Some days ago I read a piece of news that shocked me at different levels: Three blocks away from my home, and after being “unclearly” denounced for harassing a woman, a guy was beaten to death. Several sources for this: El Diario MX: Por acosar a mujer lo golpean hasta la muerte; El Siglo de Torreón: Asesinan a hombre por presuntamente acosar a mujer en Coyoacán; Zócalo: Matan a hombre en Coyoacán; Milenio: Por presuntamente acosar a mujer, golpean y matan a hombre en CU.

Of course, when anybody cries for help, it should be our natural response (everybody’s!) to rush and try to help. However, stopping an aggression is a far cry from taking justice in our own hands and killing a guy.

Mob justice is usually associated with peri-urban or rural areas, with higher socioeconomic margination and less faith in authority. Usually, lynching mobs generate a very bad and persistent name to wherever said acts of brutality happened. While I don’t want to say we are better than…, it shocks me even more to have found this kind of brutality in the midst of the Universitary neighbourhood, at a very busy pedestrian street, at all times (this happened somewhat after noon on Thursday) full of teachers and students.

Not only that. The guy who was attacked was allegedly a homeless guy, in his mid 20s. Some reports say that after the beating took place, he was still alive, but when the emergency services arrived (30 minutes later!) he had died. We are literally less than 200m away from Facultad de Medicina, and hundreds of students and teachers walk there. Was nobody able to help? Did nobody feel the urge to help?

If this guy was a homeless person, quite probably he was weak from malnutrition, maybe crossed with some addictions, and that’s what precipitated his death. But, again — This raises other suspicions. Maybe he was pointed to by some of the store owners that wanted to drive him away from their premises? (he was attacked inside a commercial passageway, not in the open street)

Also… While there is not much information regarding this attack, I’m quite amazed almost no important local (or even national!) media have picked this up. We are less than 1Km away from the central offices of Grupo Imágen! This is no small issue. Remember the terrible circus raised around the Tláhuac lynches in ~2005 (and how Tláhuac still carries that memory almost 15 years later)? What is the difference here?

No attack on women should be tolerated quietly. But no lynchmob should be given a blind eye to. This deeply worries and saddens me.

■ **WHAT YOU WILL DO**
1. Write out the passage of the blog post about the Coyoacán beating, everything from "If this guy" down to "the open street)".
2. In the blog post about the Coyoacán beating, how long did the emergency services take to arrive?
The data entries aren't needed for anything here.

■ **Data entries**
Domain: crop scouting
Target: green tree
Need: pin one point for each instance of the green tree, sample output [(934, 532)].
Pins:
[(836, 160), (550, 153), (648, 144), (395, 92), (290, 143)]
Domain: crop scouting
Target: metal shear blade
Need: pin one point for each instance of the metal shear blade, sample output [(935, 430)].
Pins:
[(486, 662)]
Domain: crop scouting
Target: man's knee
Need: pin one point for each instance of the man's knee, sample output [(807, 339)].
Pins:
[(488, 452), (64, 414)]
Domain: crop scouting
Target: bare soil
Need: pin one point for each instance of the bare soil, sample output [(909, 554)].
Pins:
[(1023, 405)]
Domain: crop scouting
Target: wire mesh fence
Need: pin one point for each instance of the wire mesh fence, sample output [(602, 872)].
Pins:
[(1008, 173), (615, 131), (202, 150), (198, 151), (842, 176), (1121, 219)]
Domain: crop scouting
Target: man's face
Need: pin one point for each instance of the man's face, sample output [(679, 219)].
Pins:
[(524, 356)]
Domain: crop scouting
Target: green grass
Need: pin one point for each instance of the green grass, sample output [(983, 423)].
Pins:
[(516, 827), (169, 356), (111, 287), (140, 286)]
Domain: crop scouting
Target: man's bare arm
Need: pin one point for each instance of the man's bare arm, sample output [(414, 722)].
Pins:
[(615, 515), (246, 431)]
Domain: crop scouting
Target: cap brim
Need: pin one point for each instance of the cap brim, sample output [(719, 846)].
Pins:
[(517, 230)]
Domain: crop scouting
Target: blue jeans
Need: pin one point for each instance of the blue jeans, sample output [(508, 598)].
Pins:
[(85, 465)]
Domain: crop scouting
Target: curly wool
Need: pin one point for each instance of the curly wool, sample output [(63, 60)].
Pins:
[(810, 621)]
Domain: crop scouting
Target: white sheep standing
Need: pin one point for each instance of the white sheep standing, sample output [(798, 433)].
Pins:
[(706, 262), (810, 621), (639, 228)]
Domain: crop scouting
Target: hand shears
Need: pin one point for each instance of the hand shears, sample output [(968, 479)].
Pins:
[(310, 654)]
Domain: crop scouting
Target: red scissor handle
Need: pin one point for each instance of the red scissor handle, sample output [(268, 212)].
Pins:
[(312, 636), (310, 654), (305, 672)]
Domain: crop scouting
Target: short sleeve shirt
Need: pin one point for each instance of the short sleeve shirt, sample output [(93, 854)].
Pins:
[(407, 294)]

■ **ANSWERS GIVEN**
1.
If this guy was a homeless person, quite probably he was weak from malnutrition, maybe crossed with some addictions, and that’s what precipitated his death. But, again — This raises other suspicions. Maybe he was pointed to by some of the store owners that wanted to drive him away from their premises? (he was attacked inside a commercial passageway, not in the open street)

2. 30 minutes.